Extrait étudié
========================================================================
J'ai bien conscience que nous n'épuiserons pas le sujet aujourd'hui, mais je
puis vous assurer que c'est avec la plus grande attention que mes collègues et
moi-même entendrons vos propos.
M. Pascal Lamy :
Je vous propose de
commencer par un bref propos liminaire précisant, en trois points rapides, les
éléments essentiels qui caractérisent le portefeuille du commissaire européen
chargé du commerce, et qui ne correspondent pas toujours à l'idée que je me
faisais de cette fonction avant d'en prendre la charge.
· Tout d'abord, comment peut-on définir la politique commerciale
extérieure de l'Union européenne ? Il s'agit de la recherche permanente
d'un compromis entre des intérêts et des valeurs, la partie
" intérêts " pesant très lourd dans notre action. Nos
intérêts sont tout à la fois offensifs et défensifs. Il est clair que depuis
vingt, trente ou quarante ans, nos intérêts sont devenus de plus en plus
offensifs car l'économie européenne est elle-même devenue de plus en plus
compétitive ; ses points forts se situent de plus en plus haut dans la
gamme des produits - je pense notamment aux nouvelles technologies, au
télécommunications, à l'aviation - et nous avons intérêt à prendre le plus
grand nombre de parts de marché.
Mais il nous reste aussi des intérêts défensifs, car l'Europe n'est pas
performante sur tous les segments de marché. Toutefois, les choses
évoluent ; même dans des secteurs fragilisés, comme le textile ou
l'habillement, nous avons acquis une vraie compétitivité, ce qui justifie un
comportement offensif. Par ailleurs, il faut bien mesurer les différences qui
existent entre Etats membres : il est clair que, en matière d'industrie
textile, la Suède ou le Portugal ne peuvent pas défendre tout à fait les mêmes
positions. Sur le plan défensif, la Commission gère donc aussi des instruments
de défense commerciale, anti-dumping ou anti-subvention.
Pour ce qui concerne nos valeurs, des arbitrages sont également
nécessaires. Ces valeurs reflètent d'abord ce qu'est aujourd'hui la civilisation
européenne dans ses préoccupations sociales, environnementales, d'équilibre des
conditions de vie, de sécurité alimentaire... Nous voulons projeter ce type de
valeurs, ce qui n'est pas toujours facile à expliquer au reste du monde.
Nous défendons aussi une certaine idée de l'aide à apporter aux pays en
développement. On peut débattre longtemps du point de savoir ce qui, de l'aide
au développement ou du commerce, est le plus performant ; à mon avis, le
volet commercial constitue un apport essentiel.
La troisième valeur à laquelle je songe est l'engagement traditionnel de
l'Union pour le multilatéralisme. Il est nécessaire de disposer, à travers le
monde, d'endroits où l'on négocie les règles. En réalité, vous voyez donc que
je ne consacre pas l'intégralité de mon temps de travail à la négociation
d'accords tarifaires.
========================================================================
Exercices
[1] Recopiez fidèlement le passage de l'extrait sur la politique commerciale européenne, en commençant par « Pour ce qui » et en allant jusqu'à « reste du monde. ».
[2] Poursuivez l'extrait sur la politique commerciale de l'Union européenne à partir de l'endroit où il s'interrompt.
========================================================================
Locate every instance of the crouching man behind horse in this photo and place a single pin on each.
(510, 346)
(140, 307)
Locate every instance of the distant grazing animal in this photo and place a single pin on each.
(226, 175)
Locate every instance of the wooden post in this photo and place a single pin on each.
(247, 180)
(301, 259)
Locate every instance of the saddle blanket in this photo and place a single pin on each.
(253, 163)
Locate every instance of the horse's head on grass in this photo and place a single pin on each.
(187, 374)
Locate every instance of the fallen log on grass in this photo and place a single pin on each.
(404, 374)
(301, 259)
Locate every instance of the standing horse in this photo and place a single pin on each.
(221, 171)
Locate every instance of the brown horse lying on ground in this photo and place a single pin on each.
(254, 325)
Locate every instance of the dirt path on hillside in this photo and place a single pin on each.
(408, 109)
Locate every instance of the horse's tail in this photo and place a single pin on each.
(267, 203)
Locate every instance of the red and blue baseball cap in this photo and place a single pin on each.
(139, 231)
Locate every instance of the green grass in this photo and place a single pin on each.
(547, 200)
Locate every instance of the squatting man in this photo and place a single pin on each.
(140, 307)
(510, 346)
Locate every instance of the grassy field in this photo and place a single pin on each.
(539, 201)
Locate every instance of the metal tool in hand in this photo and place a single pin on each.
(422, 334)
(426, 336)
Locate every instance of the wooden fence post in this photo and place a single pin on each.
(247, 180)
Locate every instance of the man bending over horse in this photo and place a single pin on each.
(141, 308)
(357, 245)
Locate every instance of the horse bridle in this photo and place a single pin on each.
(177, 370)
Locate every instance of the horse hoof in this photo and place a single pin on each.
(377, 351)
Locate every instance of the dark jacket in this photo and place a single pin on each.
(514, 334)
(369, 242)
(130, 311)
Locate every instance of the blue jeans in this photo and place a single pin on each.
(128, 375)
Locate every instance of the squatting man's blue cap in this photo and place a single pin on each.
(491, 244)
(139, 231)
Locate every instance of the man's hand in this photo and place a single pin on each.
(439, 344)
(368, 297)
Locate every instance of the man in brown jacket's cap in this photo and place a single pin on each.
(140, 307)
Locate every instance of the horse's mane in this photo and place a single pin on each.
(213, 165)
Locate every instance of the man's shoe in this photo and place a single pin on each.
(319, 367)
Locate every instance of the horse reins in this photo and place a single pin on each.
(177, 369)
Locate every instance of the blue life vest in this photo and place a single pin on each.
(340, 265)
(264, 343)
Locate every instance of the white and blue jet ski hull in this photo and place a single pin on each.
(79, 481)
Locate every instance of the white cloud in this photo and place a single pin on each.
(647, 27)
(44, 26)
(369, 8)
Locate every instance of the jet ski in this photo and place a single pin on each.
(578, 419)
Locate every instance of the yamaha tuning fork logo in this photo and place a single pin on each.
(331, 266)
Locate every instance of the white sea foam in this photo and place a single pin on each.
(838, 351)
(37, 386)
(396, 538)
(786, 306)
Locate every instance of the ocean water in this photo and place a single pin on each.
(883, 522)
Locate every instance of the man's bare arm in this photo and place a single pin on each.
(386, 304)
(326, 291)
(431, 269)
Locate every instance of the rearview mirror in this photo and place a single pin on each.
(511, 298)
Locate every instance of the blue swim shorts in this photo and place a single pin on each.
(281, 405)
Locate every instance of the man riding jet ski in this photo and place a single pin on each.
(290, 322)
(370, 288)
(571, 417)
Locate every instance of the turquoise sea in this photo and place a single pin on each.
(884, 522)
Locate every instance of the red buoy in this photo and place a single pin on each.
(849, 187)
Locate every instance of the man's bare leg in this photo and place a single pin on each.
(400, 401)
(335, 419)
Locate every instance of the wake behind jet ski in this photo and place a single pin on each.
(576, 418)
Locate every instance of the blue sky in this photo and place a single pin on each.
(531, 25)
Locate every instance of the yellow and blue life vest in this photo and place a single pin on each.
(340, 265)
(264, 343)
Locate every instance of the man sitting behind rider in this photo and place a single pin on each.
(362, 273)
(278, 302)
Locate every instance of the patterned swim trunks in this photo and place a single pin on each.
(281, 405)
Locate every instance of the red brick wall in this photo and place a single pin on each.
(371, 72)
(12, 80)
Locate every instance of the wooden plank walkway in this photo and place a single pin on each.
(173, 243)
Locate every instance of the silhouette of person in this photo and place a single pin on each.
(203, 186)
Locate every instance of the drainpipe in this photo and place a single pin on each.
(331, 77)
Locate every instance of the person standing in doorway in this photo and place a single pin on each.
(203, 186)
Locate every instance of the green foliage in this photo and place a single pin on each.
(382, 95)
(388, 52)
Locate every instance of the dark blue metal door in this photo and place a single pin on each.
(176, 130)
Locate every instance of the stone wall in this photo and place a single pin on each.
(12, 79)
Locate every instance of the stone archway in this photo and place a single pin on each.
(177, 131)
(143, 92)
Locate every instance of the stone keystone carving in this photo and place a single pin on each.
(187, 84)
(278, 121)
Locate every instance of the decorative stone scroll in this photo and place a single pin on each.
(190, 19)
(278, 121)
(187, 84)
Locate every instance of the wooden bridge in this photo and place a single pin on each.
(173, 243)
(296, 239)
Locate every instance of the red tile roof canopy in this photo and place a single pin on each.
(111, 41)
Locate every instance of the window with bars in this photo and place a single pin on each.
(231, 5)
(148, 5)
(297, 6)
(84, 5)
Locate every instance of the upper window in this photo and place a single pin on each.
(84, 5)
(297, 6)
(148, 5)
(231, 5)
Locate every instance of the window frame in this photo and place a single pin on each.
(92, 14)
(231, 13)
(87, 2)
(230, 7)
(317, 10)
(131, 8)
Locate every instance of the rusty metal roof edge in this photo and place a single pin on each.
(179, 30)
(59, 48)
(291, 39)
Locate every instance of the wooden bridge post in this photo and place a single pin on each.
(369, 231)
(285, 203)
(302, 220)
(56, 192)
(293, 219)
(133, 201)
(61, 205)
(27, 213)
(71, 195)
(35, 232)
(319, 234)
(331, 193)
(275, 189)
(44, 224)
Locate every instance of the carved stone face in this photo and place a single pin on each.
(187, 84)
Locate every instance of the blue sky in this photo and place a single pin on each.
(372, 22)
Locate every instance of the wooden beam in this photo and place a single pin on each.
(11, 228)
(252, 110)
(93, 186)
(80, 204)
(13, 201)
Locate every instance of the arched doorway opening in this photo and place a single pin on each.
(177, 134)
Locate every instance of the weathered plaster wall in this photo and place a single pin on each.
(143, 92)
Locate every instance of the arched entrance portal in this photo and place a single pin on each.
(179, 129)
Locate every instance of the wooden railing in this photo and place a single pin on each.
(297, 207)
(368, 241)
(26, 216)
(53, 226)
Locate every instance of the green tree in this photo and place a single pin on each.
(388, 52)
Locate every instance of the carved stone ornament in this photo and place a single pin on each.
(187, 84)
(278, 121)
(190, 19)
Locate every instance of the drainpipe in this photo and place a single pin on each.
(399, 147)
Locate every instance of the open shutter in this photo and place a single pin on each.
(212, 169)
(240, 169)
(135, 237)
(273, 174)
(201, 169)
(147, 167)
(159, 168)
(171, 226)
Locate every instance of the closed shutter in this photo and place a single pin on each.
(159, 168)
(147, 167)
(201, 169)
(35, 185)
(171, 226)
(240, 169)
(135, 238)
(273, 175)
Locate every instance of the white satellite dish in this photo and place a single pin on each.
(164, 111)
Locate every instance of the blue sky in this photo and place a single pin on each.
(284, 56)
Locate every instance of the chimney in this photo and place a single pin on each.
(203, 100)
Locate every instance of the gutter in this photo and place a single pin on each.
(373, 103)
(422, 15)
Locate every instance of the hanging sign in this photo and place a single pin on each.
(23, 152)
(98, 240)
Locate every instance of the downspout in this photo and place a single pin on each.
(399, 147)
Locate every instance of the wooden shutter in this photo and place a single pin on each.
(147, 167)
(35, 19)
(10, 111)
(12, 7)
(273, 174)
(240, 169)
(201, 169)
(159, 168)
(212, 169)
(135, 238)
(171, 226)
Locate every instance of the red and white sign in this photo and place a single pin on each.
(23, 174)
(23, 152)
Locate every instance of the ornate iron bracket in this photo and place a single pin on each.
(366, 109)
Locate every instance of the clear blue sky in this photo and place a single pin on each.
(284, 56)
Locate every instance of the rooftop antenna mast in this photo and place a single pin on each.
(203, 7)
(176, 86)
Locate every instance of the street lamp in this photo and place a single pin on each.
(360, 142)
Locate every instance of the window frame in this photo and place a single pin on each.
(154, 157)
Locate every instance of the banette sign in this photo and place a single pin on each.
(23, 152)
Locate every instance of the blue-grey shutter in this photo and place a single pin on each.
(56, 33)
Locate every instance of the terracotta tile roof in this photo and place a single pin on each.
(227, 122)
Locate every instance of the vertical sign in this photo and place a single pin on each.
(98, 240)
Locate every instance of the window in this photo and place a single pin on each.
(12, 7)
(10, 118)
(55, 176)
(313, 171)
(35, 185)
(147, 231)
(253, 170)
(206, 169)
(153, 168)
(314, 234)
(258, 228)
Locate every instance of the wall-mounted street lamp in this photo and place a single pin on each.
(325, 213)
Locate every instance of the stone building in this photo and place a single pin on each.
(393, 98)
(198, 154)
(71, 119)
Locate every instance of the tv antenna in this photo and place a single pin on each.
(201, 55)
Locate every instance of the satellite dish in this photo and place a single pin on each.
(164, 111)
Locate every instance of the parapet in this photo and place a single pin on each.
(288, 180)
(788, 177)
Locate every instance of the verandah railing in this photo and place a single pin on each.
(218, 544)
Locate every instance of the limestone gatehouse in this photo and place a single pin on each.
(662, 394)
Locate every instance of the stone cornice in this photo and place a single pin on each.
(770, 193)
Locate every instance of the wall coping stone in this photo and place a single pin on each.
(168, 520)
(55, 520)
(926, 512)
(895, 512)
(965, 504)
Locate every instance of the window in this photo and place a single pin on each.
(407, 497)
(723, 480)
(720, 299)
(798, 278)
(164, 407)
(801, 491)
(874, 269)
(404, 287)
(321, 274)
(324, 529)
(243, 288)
========================================================================
Réponses rédigées
[1]
Pour ce qui concerne nos valeurs, des arbitrages sont également
nécessaires. Ces valeurs reflètent d'abord ce qu'est aujourd'hui la civilisation
européenne dans ses préoccupations sociales, environnementales, d'équilibre des
conditions de vie, de sécurité alimentaire... Nous voulons projeter ce type de
valeurs, ce qui n'est pas toujours facile à expliquer au reste du monde.

[2]
· Deuxième point que je souhaitais évoquer : quel est le contexte
institutionnel, européen et mondial, de notre politique commerciale
extérieure ?
- Au niveau européen, les choses étaient parfaitement claires lors
de l'adoption du traité de Rome. La matière appartenait à la compétence
communautaire et se gérait à la majorité qualifiée. L'affaire s'est
singulièrement compliquée par la suite puisqu'au commerce des biens se sont ajoutés
l'échange de services et tous les aspects liés à la propriété intellectuelle.
La question de savoir s'il faut faire passer l'ensemble dans le système de la
majorité qualifiée est actuellement à l'ordre du jour de la Conférence
intergouvernementale ; mon sentiment est qu'on ne peut élargir l'Union
européenne en restant sur des positions d'adoption à l'unanimité. En matière de
propriété intellectuelle, par exemple, la règle de l'unanimité risquerait de
nous poser de sévères problèmes. Si l'Union continuait à ne réunir que quinze
pays, la situation actuelle serait gérable. Les Etats membres ont aujourd'hui
compris les impératifs de gestion économique dans un monde globalisé ; le
débat entre positions libérales et protectionnistes est désormais très dépassé.
- Au niveau international, le centre névralgique, c'est
l'Organisation mondiale du commerce, devenue véritablement une institution
voici cinq ou six ans, lorsqu'elle a succédé au GATT, en s'adjoignant un organe
de règlement des différends, ce qui constituait un saut qualitatif important.
Nous disposons désormais d'un tribunal qui reçoit des plaintes, qui peut
imposer des sortes d'astreintes, de compensations financières, comme ce fut le
cas dans les dossiers bananes ou viande aux hormones.
Mais l'OMC n'est pas encore une véritable institution internationale, elle
constitue en réalité une petite institution en dépit du nombre élevé de ses
membres, plus de 130. Les règles sont telles qu'il n'y existe pas de système de
délégation de pouvoir, chaque Etat membre peut s'opposer à l'examen de toute
décision.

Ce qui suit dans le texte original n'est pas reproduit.